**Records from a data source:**
= = = = = = =

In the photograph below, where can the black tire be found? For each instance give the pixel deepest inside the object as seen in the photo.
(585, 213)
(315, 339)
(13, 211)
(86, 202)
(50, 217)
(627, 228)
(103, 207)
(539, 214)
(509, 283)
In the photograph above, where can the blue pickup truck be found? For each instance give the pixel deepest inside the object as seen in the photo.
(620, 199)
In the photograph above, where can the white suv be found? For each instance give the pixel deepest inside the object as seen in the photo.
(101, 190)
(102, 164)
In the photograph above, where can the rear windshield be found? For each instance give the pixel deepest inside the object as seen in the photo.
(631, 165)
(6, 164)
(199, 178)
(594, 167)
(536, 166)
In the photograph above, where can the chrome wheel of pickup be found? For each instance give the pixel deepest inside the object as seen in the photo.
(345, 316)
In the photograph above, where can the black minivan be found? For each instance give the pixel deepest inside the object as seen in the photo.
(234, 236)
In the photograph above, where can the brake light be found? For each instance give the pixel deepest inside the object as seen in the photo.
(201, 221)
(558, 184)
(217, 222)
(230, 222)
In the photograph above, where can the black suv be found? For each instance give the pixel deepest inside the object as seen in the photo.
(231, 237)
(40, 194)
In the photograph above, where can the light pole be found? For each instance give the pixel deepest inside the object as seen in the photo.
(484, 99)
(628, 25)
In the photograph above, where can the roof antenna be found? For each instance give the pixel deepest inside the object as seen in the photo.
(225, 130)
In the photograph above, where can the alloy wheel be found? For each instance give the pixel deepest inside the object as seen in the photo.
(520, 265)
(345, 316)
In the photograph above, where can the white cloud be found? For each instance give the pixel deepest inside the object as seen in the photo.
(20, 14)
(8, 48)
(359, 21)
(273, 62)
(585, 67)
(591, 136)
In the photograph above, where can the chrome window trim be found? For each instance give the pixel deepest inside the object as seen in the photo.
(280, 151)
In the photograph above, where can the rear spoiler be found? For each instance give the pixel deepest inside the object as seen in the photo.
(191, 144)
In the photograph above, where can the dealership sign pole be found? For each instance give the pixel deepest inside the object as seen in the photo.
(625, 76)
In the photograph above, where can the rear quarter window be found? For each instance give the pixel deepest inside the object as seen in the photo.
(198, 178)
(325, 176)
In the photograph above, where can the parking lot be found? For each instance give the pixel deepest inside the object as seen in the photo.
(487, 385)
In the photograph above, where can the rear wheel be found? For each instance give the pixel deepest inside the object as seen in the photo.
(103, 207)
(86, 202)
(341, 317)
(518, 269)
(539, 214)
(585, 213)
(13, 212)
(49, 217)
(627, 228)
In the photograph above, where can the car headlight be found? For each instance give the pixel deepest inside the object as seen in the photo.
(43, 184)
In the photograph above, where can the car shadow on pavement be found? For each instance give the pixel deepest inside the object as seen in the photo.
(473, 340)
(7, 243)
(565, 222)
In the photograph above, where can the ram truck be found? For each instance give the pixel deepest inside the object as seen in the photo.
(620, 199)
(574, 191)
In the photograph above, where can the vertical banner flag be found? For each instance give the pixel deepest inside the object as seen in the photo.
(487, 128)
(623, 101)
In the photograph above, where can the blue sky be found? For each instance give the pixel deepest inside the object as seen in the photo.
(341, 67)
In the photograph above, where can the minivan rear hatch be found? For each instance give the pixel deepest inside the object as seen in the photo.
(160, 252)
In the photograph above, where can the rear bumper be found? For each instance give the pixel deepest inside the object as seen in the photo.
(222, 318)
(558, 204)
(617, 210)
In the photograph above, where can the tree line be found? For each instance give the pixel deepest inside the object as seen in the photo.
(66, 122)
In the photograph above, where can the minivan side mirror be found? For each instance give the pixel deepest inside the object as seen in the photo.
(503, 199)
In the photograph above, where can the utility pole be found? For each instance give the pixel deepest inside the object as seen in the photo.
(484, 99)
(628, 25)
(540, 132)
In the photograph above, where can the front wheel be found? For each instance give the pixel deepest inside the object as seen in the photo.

= = = = = = =

**Problem requirements:** Retype every record above exactly as it stands.

**Result of this exercise:**
In the photograph below, where can the black tire be found? For each instance give the pixel deepest inside the object as seen in the photo.
(585, 213)
(315, 339)
(13, 211)
(86, 202)
(50, 217)
(627, 228)
(103, 207)
(539, 214)
(509, 283)
In the photograph above, where can the blue pickup truck be found? For each instance give the pixel deepest inside the object as seen in the photo.
(620, 199)
In the photograph above, where can the white suv be found? For each instance give the pixel deepest inside the object as seen in the photo.
(101, 190)
(102, 164)
In the photograph above, where can the rear windshield be found? For each instance give the pixel deepest inside the object as seen in the photo.
(631, 165)
(6, 164)
(199, 178)
(594, 167)
(536, 166)
In the photograph above, where can the chrome wheel of pickup be found? For each instance give the pixel deepest inside the object as seen in the photo.
(345, 316)
In the photograph above, where can the black minivan be found? For each instance give the pixel deepest inside the object as seen in the photo.
(234, 236)
In the photograph above, where can the brake light be found? For each instance give the pixel deepest inside the object as seen in the photo.
(201, 221)
(558, 184)
(217, 222)
(230, 222)
In the photograph above, where can the black suv be found? For each instance give the pixel deepest inside the object as seen in the photo.
(231, 237)
(40, 194)
In the photograph above, where can the light pole be found? For each instance give the pixel deepest inside the object as seen in the photo.
(484, 99)
(628, 25)
In the photograph above, where can the roof antenna be found? For each instance give the pixel deepest inside the object as seen in the photo.
(225, 130)
In the photograph above, where can the alloy wheel be found? For each instance give the pixel deepest inside the object as seen in the photo.
(520, 265)
(345, 316)
In the photograph above, where can the white cloud be found? For each instance give the pixel deepest inside the object as seen in the photo.
(20, 14)
(8, 48)
(359, 21)
(273, 62)
(585, 67)
(591, 136)
In the photograph above, where can the chrome window trim be found? For each instance give the pixel deepest inside the object as seen in the photo.
(280, 151)
In the photograph above, where can the rear spoiler be found? For each instance give the pixel deepest inside the object as seen in the photo.
(191, 144)
In the photograph above, where can the dealership sign pole be found? For each instance give the pixel deepest inside the object as seen in the photo.
(625, 76)
In the photograph above, where can the rear quarter window be found? For each instance give the pixel deepest inside the object as seen in the photo.
(198, 178)
(325, 176)
In the photograph above, where can the parking lot be found? For each instance give the pixel deepest inside the object as seen in the photo.
(487, 385)
In the photograph above, where can the rear wheel be found? For each instance give the pixel deepest inside the object as seen in the photo.
(103, 207)
(86, 202)
(341, 317)
(518, 269)
(539, 214)
(585, 213)
(13, 212)
(49, 217)
(627, 228)
In the photograph above, where can the car headlight be found? For each instance give the pixel deepest inside the object as seen in the photo.
(43, 184)
In the photograph above, where can the car shadow on pavement be found? For each instance give the pixel deepest inside the object as seen in the photo.
(473, 340)
(7, 243)
(565, 222)
In the photograph above, where can the ram truck be found? For each instance give the pixel deepest inside the object as seen in the photo.
(620, 199)
(574, 191)
In the photograph above, where can the vertical banner flag be found? For each instance give the pixel deepest inside the object as seen in the photo.
(487, 128)
(623, 101)
In the photograph above, where can the blue sky be found? For each instance give the pixel deepest inside the object as seen in the photo.
(341, 67)
In the photograph above, where can the minivan rear hatch be found? For each instance give the pixel deepest inside the object as seen in the photo.
(160, 252)
In the photograph above, where can the rear bumper be found? For each instance give the pixel deepest inside the object as seen in the photo.
(222, 318)
(558, 204)
(617, 210)
In the photograph above, where can the tree line be found? For each instance give the pixel deepest inside the object as seen in the photo.
(66, 122)
In the photograph above, where can the minivan side mirror be found? For each instance give the pixel deepest inside the object as seen in the photo.
(503, 199)
In the photograph above, where can the utility pole be found? For each instance give the pixel deepest inside the object as seen in the photo.
(484, 99)
(628, 25)
(540, 132)
In the photograph above, where can the front wheel be found? For each instance give the pixel deepest inside the object as seen in the photo.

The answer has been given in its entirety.